-------- Gekozen fragment --------
Als ik wat sfeerimpressies opschrijf springt er een grote, bruine, langharige kat op tafel. Twee omaatjes aan een tafeltje verderop lachen. ‘Wat komisch!’ Hij loopt over mijn notitieblok heen, komt bij mij op schoot liggen en gaat slapen. Omdat ik me zo beroerd voel komen emoties vandaag wat harder binnen dan normaal en ik ben diep ontroerd en verliefd.
In het kattencafé zitten momenteel zes katten. Zij zijn gered uit het asiel. De katten zijn speciaal geselecteerd op hun persoonlijkheid: ze moeten niet schuw zijn, goed met mensen kunnen omgaan, graag geaaid worden en ze moeten niet naar buiten willen. De katten verblijven namelijk altijd in het café. Wel kunnen ze zich via een kattenluikje terugtrekken in een ruimte waar geen klanten komen als ze even geen zin hebben in mensen.
Intussen ligt de kat nog steeds instabiel op mijn schoot. Hij is eigenlijk te groot en verliest af en toe bijna zijn evenwicht. Ik voel me ondertussen heel cool, want niemand anders in het café heeft een kat op schoot en iedereen wil op dit moment mij zijn. De kat vindt de koortshitte die uit mijn benen slaat vast lekker warm.
-------- Aangeleverde invoer --------
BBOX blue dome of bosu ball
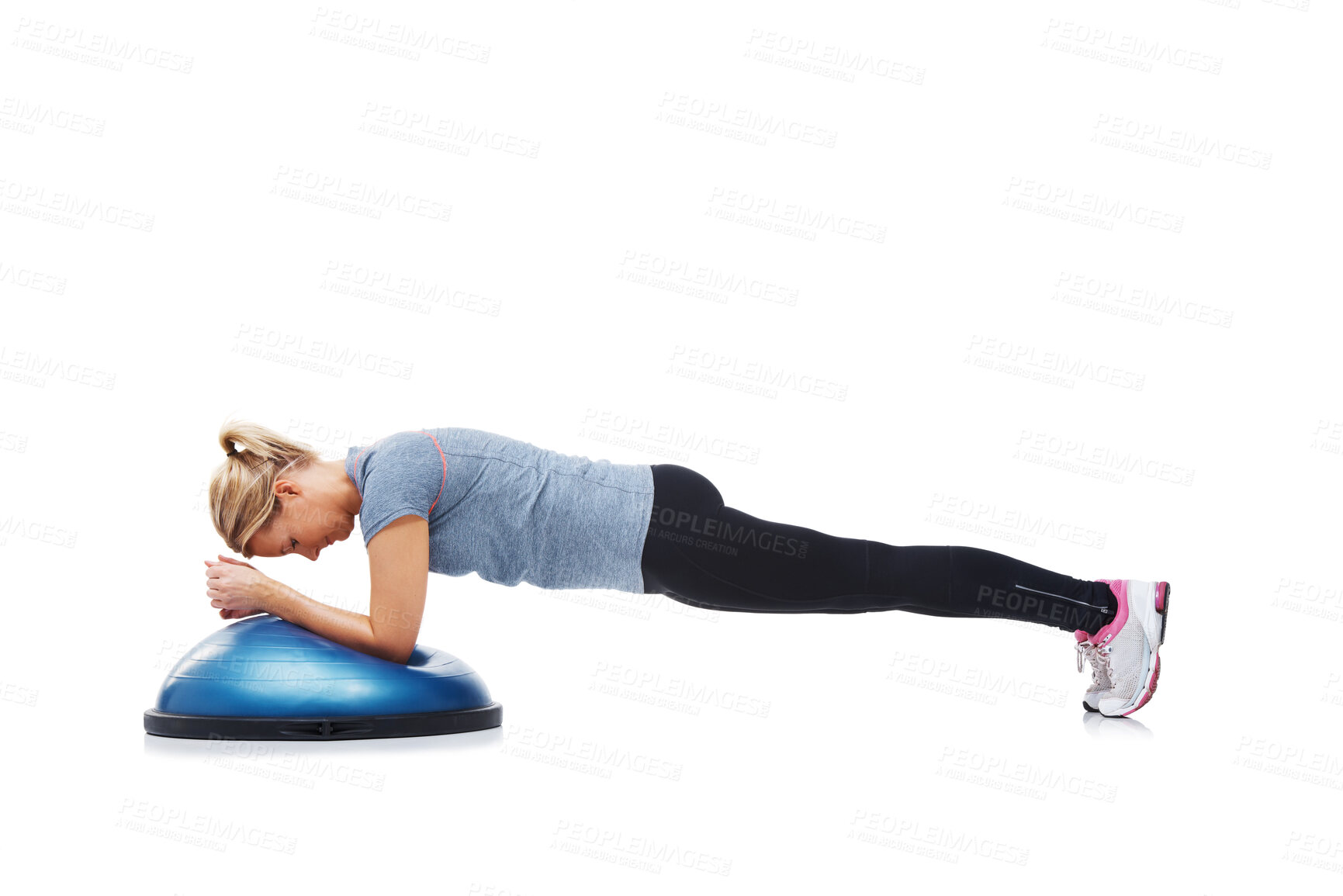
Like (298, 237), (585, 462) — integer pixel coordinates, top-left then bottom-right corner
(145, 615), (504, 740)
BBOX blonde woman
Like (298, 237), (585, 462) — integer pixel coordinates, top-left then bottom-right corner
(206, 423), (1170, 716)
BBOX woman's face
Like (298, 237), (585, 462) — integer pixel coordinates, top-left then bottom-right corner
(251, 479), (355, 560)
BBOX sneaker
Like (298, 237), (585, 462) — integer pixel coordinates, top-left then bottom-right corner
(1073, 628), (1113, 712)
(1073, 579), (1171, 716)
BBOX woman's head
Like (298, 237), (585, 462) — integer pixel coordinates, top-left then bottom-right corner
(209, 420), (360, 560)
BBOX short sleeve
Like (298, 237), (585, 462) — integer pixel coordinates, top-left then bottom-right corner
(355, 433), (447, 547)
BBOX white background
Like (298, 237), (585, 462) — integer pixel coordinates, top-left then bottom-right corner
(0, 0), (1343, 896)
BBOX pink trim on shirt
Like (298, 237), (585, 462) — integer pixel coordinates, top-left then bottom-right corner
(416, 430), (447, 516)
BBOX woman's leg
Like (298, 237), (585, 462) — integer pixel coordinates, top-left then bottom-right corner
(642, 463), (1117, 631)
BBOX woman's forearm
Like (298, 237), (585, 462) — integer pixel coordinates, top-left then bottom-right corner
(265, 582), (407, 662)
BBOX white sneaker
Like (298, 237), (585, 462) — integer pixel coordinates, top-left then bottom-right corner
(1073, 579), (1171, 716)
(1073, 628), (1113, 712)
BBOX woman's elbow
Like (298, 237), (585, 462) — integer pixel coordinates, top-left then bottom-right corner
(369, 643), (415, 666)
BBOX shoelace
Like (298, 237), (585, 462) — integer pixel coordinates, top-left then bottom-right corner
(1077, 641), (1115, 685)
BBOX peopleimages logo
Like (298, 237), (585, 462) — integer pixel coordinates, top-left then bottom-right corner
(650, 503), (808, 559)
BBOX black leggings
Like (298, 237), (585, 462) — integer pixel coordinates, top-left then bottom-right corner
(642, 463), (1117, 633)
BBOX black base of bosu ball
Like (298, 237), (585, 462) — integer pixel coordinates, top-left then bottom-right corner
(145, 615), (504, 740)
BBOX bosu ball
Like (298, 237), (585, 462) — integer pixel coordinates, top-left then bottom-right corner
(145, 615), (504, 740)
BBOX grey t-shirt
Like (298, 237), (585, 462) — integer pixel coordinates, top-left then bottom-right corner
(345, 427), (652, 593)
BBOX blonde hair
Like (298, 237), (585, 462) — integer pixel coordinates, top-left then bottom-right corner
(209, 420), (321, 558)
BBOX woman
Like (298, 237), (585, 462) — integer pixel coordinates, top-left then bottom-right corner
(206, 423), (1170, 716)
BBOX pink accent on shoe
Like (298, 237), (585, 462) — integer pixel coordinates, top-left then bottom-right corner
(1092, 579), (1128, 645)
(1124, 656), (1161, 716)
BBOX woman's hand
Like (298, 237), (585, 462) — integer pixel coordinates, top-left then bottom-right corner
(206, 553), (275, 619)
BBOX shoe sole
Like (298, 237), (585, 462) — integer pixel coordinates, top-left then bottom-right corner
(1117, 582), (1171, 716)
(1082, 582), (1171, 716)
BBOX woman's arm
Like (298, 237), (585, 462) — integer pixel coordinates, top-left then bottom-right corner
(263, 514), (428, 663)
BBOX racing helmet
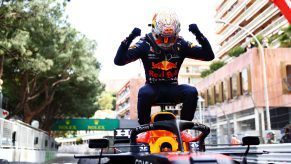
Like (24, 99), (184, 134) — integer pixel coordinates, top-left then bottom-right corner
(152, 11), (181, 50)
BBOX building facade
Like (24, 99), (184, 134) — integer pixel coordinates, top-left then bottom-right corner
(215, 0), (288, 60)
(196, 48), (291, 143)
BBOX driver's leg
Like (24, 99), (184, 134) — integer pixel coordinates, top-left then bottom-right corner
(137, 84), (158, 125)
(168, 84), (198, 121)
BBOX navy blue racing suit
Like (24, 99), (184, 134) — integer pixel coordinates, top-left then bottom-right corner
(114, 33), (214, 125)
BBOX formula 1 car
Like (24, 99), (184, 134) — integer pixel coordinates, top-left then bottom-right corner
(75, 112), (259, 164)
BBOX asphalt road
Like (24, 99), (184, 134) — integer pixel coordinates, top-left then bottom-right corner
(46, 153), (98, 164)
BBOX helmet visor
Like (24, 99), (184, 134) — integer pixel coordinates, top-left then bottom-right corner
(155, 35), (178, 44)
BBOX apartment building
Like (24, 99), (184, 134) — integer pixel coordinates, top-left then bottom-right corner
(195, 0), (291, 143)
(215, 0), (288, 60)
(196, 48), (291, 143)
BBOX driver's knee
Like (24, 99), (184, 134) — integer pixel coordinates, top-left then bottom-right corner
(138, 116), (151, 125)
(138, 85), (155, 99)
(184, 85), (198, 100)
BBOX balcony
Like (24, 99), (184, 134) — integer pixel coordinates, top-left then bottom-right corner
(216, 0), (268, 44)
(217, 5), (279, 57)
(215, 0), (237, 19)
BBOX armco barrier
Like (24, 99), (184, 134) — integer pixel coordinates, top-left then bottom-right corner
(206, 143), (291, 163)
(0, 118), (57, 162)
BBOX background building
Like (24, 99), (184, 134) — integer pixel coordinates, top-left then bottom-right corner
(196, 48), (291, 143)
(206, 0), (291, 143)
(215, 0), (288, 60)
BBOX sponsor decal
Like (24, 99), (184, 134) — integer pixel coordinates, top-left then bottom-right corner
(149, 70), (178, 79)
(136, 124), (154, 131)
(152, 60), (177, 71)
(139, 144), (149, 152)
(134, 159), (152, 164)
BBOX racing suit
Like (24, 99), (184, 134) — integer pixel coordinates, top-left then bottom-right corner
(114, 33), (214, 125)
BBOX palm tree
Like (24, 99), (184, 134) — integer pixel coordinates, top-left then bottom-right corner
(279, 25), (291, 48)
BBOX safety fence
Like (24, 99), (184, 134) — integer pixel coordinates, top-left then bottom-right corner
(0, 118), (58, 162)
(206, 143), (291, 163)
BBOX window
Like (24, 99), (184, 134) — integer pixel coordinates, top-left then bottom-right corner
(222, 78), (229, 101)
(208, 86), (215, 105)
(281, 62), (291, 94)
(241, 68), (251, 94)
(186, 67), (190, 73)
(230, 74), (238, 98)
(214, 82), (222, 103)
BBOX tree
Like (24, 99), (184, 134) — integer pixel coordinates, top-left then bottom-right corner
(279, 25), (291, 48)
(227, 46), (245, 57)
(97, 92), (115, 110)
(0, 0), (102, 123)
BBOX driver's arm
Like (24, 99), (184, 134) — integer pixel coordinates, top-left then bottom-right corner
(114, 28), (149, 66)
(180, 24), (215, 61)
(114, 38), (147, 66)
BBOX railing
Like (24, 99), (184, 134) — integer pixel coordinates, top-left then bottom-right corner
(215, 0), (240, 18)
(206, 143), (291, 163)
(0, 118), (58, 162)
(217, 6), (279, 56)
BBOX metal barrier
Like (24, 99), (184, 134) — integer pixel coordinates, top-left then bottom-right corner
(0, 118), (58, 162)
(206, 143), (291, 163)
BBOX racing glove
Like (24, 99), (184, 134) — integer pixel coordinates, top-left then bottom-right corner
(122, 27), (141, 46)
(189, 24), (206, 43)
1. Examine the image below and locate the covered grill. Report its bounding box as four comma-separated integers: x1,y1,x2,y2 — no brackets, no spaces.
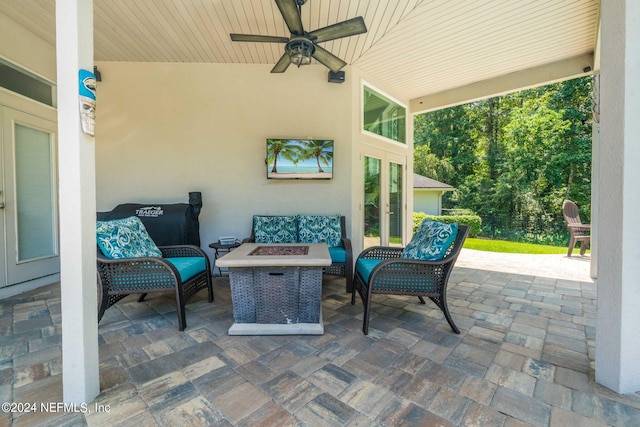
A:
97,192,202,246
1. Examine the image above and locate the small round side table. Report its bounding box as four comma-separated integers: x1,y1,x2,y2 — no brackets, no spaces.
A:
209,240,242,276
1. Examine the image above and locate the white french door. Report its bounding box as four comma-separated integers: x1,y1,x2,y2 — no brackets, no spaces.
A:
0,105,60,287
363,153,407,248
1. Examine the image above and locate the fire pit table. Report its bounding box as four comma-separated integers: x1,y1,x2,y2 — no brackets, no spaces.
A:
217,243,331,335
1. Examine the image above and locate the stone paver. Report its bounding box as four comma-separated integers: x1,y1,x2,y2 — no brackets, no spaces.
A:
0,250,640,427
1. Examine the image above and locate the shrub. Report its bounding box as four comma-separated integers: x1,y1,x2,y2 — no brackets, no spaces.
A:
413,212,482,237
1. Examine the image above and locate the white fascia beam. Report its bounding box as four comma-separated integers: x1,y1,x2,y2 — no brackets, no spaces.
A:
409,54,594,114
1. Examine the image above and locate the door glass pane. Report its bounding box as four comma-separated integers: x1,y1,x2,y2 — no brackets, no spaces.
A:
15,125,55,261
364,157,381,248
363,86,407,144
389,163,404,246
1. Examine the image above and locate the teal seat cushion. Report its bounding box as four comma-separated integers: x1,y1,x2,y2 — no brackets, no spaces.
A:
298,215,342,247
253,215,298,243
356,258,384,283
329,247,347,263
165,257,207,282
96,216,162,259
401,219,458,261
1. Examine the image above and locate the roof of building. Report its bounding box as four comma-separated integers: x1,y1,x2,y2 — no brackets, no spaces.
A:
413,173,454,191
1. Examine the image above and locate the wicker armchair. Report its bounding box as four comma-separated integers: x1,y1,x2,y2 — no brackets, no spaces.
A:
97,245,213,331
562,200,591,256
351,225,469,335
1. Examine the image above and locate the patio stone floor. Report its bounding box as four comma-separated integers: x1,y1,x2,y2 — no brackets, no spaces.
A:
0,251,640,427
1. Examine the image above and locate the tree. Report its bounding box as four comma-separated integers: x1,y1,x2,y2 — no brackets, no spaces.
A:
414,77,592,242
302,140,333,172
267,139,300,173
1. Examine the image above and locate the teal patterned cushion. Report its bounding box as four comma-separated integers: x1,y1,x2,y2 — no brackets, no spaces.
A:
96,216,162,259
298,215,342,247
253,215,298,243
401,219,458,261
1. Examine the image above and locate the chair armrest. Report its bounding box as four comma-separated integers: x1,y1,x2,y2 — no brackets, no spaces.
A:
340,237,353,252
567,224,591,230
97,254,182,286
158,245,208,258
358,246,404,259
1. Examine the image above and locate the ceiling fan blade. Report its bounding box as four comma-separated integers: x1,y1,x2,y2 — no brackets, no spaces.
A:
313,45,347,73
271,53,291,73
276,0,304,36
309,16,367,43
229,34,289,43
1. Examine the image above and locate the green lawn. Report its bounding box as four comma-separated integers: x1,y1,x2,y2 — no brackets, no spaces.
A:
463,237,576,254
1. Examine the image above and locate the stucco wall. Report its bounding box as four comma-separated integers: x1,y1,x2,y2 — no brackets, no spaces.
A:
0,14,56,82
96,63,352,258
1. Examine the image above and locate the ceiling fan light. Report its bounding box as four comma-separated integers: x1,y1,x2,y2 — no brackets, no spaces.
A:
285,38,315,67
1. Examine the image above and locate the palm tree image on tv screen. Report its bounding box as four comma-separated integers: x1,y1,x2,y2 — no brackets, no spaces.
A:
267,139,333,179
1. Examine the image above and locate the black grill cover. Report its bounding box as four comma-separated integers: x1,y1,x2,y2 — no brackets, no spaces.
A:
97,192,202,246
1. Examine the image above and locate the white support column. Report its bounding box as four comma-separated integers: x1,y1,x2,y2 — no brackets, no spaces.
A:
596,0,640,393
56,0,100,404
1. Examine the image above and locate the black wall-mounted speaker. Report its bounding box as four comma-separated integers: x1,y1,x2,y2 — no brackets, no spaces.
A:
329,71,344,83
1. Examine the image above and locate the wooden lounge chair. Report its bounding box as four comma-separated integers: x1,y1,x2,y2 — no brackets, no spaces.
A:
562,200,591,256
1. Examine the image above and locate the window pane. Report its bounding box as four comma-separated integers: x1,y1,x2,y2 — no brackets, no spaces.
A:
0,61,54,106
15,125,55,261
364,157,381,248
389,163,404,246
363,86,407,144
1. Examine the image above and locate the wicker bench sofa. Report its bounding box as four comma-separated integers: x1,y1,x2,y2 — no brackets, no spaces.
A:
244,214,353,292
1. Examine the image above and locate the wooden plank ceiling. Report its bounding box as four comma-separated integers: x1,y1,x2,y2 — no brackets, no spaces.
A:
0,0,600,103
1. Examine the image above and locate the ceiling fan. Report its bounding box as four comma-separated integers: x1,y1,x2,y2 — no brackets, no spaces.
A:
230,0,367,73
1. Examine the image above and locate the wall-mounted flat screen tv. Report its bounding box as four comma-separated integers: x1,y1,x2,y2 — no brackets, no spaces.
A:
266,138,333,179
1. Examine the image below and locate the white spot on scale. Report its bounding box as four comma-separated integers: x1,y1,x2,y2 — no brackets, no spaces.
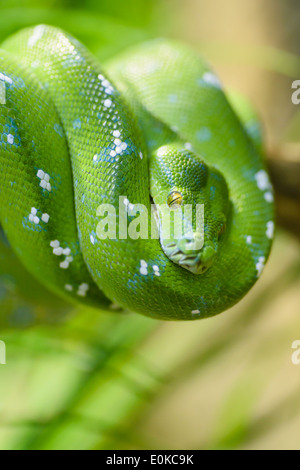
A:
59,260,70,269
28,25,45,47
264,191,274,203
0,72,13,85
42,214,50,224
266,220,275,240
184,142,193,150
153,264,160,276
140,259,148,276
255,170,272,191
202,72,222,89
256,256,266,277
140,267,148,276
7,134,15,145
77,283,90,297
103,99,112,108
36,170,52,193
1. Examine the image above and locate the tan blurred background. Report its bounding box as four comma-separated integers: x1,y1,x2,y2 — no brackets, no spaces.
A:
0,0,300,449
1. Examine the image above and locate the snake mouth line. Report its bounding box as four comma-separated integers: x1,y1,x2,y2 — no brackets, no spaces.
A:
161,240,216,274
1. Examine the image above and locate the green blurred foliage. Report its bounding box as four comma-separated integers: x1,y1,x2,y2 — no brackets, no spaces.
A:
0,0,300,449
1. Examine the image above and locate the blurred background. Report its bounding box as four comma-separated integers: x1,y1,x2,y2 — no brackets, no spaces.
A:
0,0,300,450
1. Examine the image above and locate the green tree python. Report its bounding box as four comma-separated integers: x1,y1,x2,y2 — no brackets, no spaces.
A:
0,25,274,320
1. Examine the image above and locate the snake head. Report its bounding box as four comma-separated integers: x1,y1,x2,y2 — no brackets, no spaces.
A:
150,143,229,274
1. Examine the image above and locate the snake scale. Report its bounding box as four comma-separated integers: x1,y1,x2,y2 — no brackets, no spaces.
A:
0,25,274,320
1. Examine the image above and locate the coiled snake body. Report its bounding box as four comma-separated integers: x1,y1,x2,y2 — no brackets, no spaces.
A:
0,25,274,320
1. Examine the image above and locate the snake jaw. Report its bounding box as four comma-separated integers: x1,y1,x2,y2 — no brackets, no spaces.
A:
161,240,216,274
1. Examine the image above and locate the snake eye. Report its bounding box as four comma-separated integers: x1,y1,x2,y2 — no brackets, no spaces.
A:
167,191,183,209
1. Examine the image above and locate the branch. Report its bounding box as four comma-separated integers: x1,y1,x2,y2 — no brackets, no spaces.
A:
267,143,300,238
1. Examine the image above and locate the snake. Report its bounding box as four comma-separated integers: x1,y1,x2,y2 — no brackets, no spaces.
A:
0,25,275,320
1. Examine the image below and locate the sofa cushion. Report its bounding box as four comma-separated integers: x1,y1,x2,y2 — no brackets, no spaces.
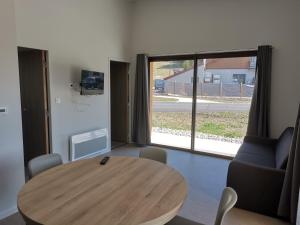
--------
Gestelde opgave A: Neem uit het fragment over het kattencafé letterlijk over: van "In het kattencafé" tot en met "vast lekker warm.".
Gestelde opgave B: Schrijf de rijen ongewijzigd uit, vanaf het begin van de rijen tot en met de regel met "(209, 420), (360, 560)". Laat de afbeeldingen weg uit het antwoord.
Het fragment en de rijen vormen los van elkaar staand materiaal.

Volledig antwoord A:
In het kattencafé zitten momenteel zes katten. Zij zijn gered uit het asiel. De katten zijn speciaal geselecteerd op hun persoonlijkheid: ze moeten niet schuw zijn, goed met mensen kunnen omgaan, graag geaaid worden en ze moeten niet naar buiten willen. De katten verblijven namelijk altijd in het café. Wel kunnen ze zich via een kattenluikje terugtrekken in een ruimte waar geen klanten komen als ze even geen zin hebben in mensen.
Intussen ligt de kat nog steeds instabiel op mijn schoot. Hij is eigenlijk te groot en verliest af en toe bijna zijn evenwicht. Ik voel me ondertussen heel cool, want niemand anders in het café heeft een kat op schoot en iedereen wil op dit moment mij zijn. De kat vindt de koortshitte die uit mijn benen slaat vast lekker warm.

Volledig antwoord B:
BBOX blue dome of bosu ball
Like (298, 237), (585, 462) — integer pixel coordinates, top-left then bottom-right corner
(145, 615), (504, 740)
BBOX blonde woman
Like (298, 237), (585, 462) — integer pixel coordinates, top-left then bottom-right corner
(206, 423), (1170, 716)
BBOX woman's face
Like (298, 237), (585, 462) — integer pixel coordinates, top-left then bottom-right corner
(251, 479), (355, 560)
BBOX sneaker
Like (298, 237), (585, 462) — integer pixel coordinates, top-left then bottom-right corner
(1073, 628), (1113, 712)
(1073, 579), (1171, 716)
BBOX woman's head
Like (298, 237), (585, 462) — integer pixel coordinates, top-left then bottom-right corner
(209, 420), (360, 560)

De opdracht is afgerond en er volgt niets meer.